- Task brief:
Reproduce the passage about the project's visiting fellows word for word, in full.

───── Supplied passage

Her collaboration with the After Augustine project began in 2009, when she offered to write the lemma on “Psychotherapy” for the forthcoming Oxford Guide to the Historical Reception of Augustine.

On 5 May 2010, Dr Pârvan gave a paper at the St Andrews School of Classics on “The Presence of Augustine in Modern Psychotherapy”.

Leverhulme Visiting Fellow 2007
Dr Vladimir Cvetkovic

Email: vc10@st-andrews.ac.uk

Vladimir Cvetkovic was born in Nis (ancient Naissus) in Serbia. After obtaining a BA in Philosophy at the University of Belgrade (Serbia), he continued his studies at the University of Durham (England). Under the supervision of Professor Andrew Louth, he completed his thesis Ontologies of Freedom and Necessities, and received an MA degree in Theology. From 2001 onwards, he has worked as a teaching fellow at the Department of Philosophy, University of Nis (Serbia), where he taught the History of Medieval Philosophy, Aesthetics, Ethics and Introduction to Philosophy.

──────────
───── Entries supplied

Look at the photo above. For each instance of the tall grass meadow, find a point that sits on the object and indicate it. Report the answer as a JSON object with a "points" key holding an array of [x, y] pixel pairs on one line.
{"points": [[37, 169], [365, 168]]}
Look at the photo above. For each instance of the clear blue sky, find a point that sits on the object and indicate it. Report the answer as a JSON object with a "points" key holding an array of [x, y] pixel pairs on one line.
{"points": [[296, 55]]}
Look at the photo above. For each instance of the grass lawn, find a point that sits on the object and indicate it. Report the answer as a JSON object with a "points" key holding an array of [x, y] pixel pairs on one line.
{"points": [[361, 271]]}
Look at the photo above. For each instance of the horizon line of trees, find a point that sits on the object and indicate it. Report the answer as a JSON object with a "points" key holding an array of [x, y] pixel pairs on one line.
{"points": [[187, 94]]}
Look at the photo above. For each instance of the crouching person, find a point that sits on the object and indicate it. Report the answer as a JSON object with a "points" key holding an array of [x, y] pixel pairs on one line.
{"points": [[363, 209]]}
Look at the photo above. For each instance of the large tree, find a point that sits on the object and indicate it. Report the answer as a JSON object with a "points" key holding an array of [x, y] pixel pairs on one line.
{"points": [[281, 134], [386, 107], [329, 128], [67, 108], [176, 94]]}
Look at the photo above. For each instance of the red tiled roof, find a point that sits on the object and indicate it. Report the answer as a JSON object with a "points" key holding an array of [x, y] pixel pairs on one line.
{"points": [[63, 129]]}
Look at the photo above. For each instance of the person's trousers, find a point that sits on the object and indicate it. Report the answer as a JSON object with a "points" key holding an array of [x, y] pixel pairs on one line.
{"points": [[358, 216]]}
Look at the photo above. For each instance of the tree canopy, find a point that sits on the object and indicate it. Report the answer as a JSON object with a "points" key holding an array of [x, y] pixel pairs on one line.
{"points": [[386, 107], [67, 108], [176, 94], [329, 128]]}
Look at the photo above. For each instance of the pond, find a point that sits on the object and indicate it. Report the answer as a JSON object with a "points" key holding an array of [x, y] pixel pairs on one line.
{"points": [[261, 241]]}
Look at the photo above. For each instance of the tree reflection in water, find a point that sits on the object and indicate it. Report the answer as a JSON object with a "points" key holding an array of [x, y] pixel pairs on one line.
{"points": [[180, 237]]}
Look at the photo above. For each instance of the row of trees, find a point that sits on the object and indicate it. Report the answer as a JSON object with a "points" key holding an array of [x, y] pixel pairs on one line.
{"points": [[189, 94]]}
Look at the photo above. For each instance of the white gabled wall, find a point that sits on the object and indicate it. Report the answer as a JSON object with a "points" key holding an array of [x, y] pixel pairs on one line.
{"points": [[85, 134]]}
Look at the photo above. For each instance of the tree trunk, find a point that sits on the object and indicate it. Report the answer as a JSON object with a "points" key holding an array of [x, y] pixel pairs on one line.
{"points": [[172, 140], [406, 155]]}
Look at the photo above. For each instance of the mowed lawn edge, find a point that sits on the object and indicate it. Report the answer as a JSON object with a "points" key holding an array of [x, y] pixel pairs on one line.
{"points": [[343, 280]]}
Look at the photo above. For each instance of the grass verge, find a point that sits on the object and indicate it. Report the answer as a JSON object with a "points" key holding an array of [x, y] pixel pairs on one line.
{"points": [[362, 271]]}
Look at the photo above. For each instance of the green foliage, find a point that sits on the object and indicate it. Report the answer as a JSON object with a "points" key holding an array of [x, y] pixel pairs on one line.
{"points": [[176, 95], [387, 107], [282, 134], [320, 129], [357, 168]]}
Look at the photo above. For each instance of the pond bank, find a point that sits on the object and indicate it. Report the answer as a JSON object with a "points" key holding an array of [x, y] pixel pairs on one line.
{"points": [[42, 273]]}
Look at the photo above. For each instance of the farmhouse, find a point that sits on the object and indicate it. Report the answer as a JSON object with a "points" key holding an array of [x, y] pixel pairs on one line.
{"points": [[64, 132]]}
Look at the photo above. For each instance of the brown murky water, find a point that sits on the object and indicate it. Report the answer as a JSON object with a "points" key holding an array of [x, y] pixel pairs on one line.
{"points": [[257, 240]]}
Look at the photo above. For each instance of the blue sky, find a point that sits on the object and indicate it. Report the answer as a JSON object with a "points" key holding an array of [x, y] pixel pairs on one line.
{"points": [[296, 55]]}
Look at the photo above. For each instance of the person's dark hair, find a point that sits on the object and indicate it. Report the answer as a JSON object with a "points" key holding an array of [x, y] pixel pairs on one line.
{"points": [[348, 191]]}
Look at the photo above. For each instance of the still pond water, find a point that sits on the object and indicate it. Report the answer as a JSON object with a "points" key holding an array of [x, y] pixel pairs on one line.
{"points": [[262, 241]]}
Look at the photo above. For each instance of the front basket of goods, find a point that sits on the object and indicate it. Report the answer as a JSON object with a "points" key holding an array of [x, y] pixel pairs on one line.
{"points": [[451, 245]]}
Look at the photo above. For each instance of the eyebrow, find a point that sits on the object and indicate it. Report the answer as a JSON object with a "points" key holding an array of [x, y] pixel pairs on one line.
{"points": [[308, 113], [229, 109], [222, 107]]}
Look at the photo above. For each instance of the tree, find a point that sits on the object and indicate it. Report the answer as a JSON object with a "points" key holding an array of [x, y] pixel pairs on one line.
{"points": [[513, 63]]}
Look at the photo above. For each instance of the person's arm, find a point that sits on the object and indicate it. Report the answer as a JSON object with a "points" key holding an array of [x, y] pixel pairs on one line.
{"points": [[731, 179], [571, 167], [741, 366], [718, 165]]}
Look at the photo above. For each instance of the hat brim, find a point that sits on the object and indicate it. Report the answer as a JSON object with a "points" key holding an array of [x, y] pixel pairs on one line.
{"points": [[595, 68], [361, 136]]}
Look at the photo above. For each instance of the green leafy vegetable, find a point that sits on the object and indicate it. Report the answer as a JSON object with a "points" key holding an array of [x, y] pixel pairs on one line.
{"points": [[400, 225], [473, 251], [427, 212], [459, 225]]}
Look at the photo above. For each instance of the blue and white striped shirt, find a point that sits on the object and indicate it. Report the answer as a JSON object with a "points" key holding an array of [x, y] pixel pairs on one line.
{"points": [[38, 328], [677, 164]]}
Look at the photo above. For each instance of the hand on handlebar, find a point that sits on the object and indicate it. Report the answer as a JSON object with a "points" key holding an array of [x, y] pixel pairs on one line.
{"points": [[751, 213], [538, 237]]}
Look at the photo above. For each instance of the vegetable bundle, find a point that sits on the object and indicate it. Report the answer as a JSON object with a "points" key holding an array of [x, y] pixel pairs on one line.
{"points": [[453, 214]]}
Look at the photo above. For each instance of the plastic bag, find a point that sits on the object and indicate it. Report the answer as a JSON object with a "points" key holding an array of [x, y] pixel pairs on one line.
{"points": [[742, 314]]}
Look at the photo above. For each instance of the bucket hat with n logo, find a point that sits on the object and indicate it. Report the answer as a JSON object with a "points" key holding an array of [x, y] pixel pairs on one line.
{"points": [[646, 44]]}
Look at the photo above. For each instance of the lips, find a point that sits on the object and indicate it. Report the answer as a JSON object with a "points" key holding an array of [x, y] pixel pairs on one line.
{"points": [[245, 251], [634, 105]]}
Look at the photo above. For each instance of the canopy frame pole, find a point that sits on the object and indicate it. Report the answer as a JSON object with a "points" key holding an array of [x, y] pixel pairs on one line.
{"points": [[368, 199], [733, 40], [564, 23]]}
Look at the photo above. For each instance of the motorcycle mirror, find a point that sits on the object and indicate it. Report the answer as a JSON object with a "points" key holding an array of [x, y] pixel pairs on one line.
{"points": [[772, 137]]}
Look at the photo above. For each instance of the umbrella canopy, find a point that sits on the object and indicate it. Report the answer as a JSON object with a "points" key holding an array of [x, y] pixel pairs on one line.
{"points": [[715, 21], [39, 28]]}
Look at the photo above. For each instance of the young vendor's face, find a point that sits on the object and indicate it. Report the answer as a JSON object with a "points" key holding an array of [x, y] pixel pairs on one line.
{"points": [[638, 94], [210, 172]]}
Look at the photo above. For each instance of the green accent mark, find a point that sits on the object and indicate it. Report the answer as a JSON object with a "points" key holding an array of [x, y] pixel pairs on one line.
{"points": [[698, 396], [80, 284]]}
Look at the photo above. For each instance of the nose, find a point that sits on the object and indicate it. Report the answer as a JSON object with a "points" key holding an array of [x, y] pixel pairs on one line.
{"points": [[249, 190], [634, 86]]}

──────────
───── Entries supplied

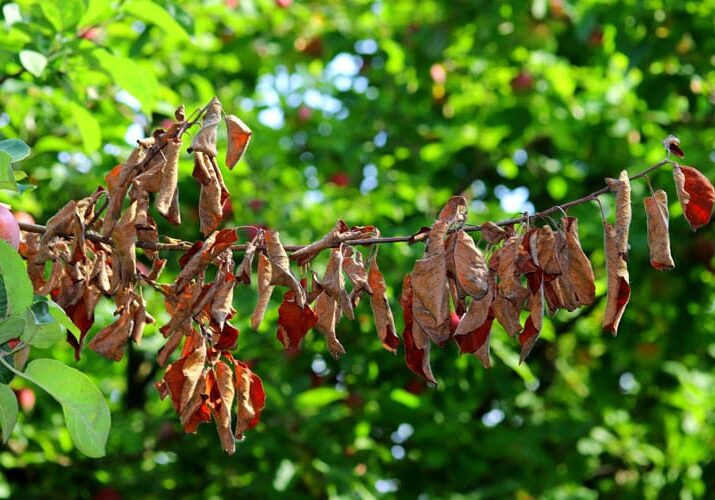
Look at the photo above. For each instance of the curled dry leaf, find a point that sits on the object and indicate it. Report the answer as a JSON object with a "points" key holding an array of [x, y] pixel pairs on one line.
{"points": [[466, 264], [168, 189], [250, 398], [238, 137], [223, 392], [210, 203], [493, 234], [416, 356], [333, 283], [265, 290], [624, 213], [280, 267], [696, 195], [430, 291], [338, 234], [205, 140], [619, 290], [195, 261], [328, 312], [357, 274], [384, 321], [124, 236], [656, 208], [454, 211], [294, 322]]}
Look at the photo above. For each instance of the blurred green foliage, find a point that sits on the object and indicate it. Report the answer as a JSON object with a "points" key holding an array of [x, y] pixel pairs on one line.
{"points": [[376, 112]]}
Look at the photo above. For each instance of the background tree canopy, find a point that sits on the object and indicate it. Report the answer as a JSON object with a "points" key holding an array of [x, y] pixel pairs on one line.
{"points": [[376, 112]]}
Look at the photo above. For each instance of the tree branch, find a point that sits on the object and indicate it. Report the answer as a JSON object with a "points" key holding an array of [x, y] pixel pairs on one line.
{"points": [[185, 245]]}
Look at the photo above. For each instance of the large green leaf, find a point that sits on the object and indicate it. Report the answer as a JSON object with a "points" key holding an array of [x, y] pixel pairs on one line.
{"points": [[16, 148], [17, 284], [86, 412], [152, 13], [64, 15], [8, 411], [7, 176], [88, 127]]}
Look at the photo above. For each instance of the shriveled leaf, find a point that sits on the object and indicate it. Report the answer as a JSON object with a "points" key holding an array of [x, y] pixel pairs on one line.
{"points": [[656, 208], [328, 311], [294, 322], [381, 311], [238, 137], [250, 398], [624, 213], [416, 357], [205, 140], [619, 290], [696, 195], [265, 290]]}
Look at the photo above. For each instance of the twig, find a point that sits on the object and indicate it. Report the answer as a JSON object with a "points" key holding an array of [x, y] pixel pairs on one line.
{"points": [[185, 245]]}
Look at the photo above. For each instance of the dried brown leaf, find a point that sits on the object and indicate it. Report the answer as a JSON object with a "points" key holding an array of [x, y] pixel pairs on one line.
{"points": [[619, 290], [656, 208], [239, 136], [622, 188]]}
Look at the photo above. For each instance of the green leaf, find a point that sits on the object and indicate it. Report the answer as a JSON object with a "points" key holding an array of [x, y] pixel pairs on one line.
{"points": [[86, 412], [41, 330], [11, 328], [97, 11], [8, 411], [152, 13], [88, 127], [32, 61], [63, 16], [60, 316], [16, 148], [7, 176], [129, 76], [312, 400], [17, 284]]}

──────────
───── Entries supplied

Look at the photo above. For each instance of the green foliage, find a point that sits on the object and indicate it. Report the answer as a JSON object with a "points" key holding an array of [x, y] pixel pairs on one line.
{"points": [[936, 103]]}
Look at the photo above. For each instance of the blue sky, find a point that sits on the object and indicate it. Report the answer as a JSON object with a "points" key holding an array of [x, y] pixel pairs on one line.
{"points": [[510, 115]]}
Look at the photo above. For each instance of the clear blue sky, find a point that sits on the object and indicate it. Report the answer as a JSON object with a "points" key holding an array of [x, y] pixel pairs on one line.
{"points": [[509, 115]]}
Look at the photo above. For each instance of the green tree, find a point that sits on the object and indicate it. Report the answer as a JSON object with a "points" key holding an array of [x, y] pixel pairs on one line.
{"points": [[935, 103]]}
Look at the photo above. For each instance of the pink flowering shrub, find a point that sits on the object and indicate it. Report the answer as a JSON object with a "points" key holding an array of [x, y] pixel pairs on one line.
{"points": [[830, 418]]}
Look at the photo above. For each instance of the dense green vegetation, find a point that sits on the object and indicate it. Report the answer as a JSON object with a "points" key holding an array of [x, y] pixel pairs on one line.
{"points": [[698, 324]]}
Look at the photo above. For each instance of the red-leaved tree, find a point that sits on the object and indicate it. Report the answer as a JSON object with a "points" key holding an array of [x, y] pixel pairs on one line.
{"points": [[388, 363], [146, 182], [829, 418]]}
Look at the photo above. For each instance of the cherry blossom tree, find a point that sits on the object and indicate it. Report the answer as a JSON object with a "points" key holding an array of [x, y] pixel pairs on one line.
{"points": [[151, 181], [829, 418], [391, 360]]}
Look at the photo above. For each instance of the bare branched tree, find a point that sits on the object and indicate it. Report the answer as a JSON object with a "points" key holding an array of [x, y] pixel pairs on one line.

──────────

- Response for this exercise:
Her collaboration with the After Augustine project began in 2009, when she offered to write the lemma on “Psychotherapy” for the forthcoming Oxford Guide to the Historical Reception of Augustine.

On 5 May 2010, Dr Pârvan gave a paper at the St Andrews School of Classics on “The Presence of Augustine in Modern Psychotherapy”.

Leverhulme Visiting Fellow 2007
Dr Vladimir Cvetkovic

Email: vc10@st-andrews.ac.uk

Vladimir Cvetkovic was born in Nis (ancient Naissus) in Serbia. After obtaining a BA in Philosophy at the University of Belgrade (Serbia), he continued his studies at the University of Durham (England). Under the supervision of Professor Andrew Louth, he completed his thesis Ontologies of Freedom and Necessities, and received an MA degree in Theology. From 2001 onwards, he has worked as a teaching fellow at the Department of Philosophy, University of Nis (Serbia), where he taught the History of Medieval Philosophy, Aesthetics, Ethics and Introduction to Philosophy.